**TASK REQUIREMENTS**.
Set down exactly the lines from the one containing "the green reed" through the last line of the data below, and no others.

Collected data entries
==*==
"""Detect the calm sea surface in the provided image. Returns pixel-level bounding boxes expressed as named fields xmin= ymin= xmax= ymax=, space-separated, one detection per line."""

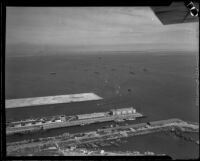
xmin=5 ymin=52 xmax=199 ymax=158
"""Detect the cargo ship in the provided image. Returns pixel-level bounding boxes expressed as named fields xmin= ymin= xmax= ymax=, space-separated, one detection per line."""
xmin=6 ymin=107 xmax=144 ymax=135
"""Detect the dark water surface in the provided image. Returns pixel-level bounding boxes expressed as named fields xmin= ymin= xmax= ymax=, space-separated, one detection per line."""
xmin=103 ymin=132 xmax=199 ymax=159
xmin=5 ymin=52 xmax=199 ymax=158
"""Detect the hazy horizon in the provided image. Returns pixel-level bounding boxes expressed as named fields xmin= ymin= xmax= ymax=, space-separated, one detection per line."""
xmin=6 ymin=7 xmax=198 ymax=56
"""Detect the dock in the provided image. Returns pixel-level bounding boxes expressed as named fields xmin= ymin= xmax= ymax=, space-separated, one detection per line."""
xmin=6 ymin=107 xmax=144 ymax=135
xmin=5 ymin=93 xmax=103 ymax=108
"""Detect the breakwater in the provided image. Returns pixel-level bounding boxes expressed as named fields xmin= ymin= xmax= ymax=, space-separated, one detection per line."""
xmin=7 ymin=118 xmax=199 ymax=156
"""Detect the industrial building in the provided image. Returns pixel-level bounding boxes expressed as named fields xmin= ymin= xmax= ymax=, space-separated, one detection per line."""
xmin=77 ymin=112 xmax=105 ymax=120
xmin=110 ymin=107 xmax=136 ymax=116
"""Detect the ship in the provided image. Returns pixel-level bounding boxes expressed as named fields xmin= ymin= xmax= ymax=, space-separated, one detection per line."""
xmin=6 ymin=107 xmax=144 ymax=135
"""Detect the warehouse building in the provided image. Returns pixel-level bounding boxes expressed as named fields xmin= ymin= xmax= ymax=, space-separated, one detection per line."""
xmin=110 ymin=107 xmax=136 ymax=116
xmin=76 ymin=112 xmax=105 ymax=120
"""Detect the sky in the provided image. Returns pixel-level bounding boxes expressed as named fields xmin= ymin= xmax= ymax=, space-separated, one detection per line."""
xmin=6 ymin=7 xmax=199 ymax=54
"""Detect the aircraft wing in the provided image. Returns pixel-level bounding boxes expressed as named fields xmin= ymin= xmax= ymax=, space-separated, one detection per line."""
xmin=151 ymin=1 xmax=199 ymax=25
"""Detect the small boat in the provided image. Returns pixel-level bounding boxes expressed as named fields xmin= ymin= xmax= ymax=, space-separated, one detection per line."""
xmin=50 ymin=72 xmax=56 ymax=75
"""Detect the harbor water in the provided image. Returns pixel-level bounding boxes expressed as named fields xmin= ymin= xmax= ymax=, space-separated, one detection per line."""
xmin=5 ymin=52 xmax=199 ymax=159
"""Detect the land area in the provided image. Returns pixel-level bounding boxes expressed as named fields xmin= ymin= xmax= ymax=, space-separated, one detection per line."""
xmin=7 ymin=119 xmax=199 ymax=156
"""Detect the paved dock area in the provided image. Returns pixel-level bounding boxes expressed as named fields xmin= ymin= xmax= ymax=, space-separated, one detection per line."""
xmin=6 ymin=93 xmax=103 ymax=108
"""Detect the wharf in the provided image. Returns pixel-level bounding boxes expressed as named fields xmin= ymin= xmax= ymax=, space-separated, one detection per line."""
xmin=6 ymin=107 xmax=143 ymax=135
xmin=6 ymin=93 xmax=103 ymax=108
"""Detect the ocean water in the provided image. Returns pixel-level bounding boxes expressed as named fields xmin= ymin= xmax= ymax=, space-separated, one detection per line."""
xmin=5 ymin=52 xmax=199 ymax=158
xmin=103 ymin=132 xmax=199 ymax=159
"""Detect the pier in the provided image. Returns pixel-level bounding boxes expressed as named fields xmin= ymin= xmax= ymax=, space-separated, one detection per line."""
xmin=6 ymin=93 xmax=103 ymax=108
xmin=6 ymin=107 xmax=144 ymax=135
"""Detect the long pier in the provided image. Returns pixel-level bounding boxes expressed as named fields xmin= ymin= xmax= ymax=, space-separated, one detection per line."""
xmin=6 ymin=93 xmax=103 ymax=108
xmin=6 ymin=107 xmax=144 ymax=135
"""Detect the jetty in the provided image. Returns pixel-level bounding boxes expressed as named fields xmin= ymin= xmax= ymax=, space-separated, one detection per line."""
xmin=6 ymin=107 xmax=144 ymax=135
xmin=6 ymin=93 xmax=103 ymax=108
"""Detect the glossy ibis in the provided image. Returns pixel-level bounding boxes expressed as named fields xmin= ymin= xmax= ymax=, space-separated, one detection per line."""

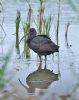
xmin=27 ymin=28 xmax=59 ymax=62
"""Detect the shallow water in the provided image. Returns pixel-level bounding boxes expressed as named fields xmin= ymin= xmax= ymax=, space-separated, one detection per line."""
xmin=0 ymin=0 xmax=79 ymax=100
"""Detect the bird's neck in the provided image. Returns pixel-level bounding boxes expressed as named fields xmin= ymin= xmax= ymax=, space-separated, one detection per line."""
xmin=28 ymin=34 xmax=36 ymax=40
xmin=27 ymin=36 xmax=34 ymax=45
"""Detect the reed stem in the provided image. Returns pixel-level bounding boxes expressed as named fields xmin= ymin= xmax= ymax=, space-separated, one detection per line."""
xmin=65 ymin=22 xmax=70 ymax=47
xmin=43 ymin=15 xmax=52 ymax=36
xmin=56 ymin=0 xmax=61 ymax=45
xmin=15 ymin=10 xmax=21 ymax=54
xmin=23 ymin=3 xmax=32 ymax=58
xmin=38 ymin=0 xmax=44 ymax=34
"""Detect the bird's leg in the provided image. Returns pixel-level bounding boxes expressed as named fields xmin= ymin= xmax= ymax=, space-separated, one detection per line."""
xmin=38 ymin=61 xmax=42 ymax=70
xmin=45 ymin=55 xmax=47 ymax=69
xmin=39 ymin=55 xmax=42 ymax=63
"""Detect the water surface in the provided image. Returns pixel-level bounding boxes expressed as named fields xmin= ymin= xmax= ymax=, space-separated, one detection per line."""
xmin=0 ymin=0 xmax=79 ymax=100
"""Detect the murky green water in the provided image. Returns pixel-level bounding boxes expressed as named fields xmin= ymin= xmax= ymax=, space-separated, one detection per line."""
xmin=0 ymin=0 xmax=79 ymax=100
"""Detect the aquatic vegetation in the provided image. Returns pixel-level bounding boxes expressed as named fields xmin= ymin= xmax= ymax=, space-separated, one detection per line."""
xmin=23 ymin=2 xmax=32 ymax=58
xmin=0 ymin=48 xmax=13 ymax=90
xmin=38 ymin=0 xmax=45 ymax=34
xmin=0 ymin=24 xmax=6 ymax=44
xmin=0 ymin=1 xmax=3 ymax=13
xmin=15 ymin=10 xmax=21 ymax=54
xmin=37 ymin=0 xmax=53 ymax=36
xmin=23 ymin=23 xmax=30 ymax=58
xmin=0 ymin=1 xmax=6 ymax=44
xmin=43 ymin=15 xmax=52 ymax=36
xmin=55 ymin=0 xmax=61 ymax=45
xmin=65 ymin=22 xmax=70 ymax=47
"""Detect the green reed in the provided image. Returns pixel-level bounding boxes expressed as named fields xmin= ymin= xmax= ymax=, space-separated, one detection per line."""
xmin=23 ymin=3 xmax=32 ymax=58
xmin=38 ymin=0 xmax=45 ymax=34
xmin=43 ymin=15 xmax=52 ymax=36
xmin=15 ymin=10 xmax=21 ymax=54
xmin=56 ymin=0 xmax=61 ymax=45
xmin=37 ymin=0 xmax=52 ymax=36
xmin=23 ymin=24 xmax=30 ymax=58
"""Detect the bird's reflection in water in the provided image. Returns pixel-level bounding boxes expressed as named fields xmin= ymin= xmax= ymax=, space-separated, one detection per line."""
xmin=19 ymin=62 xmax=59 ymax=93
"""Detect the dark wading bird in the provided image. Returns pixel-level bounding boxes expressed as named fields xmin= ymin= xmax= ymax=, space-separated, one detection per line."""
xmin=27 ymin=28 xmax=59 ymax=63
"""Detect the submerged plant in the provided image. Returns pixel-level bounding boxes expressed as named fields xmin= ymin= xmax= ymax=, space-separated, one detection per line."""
==*==
**ANSWER BELOW**.
"""Detect the green reed in the provided image. Returns pixel-level bounding boxes expressed as named fields xmin= ymin= xmax= ymax=, space-separated, one detection per line."""
xmin=23 ymin=3 xmax=32 ymax=58
xmin=38 ymin=0 xmax=45 ymax=34
xmin=43 ymin=15 xmax=52 ymax=36
xmin=15 ymin=10 xmax=21 ymax=54
xmin=56 ymin=0 xmax=61 ymax=45
xmin=37 ymin=0 xmax=52 ymax=36
xmin=23 ymin=24 xmax=30 ymax=58
"""Detect the bird's reflection in water in the provided image. Returns pixel-level bounding boxes expressed as named fields xmin= ymin= xmax= ymax=, space-separated, one detection per line."""
xmin=19 ymin=62 xmax=59 ymax=93
"""Detect the dark wading bird in the provided image. Returns pixel-level bounding boxes expressed as named fields xmin= ymin= xmax= ymax=, space-separated, one detection per line."""
xmin=27 ymin=28 xmax=59 ymax=63
"""Detect the submerged plant in the provided image. Returns pixel-level bounding boxes expressed as named fields xmin= ymin= xmax= ymax=, space-separated, one detection per line."""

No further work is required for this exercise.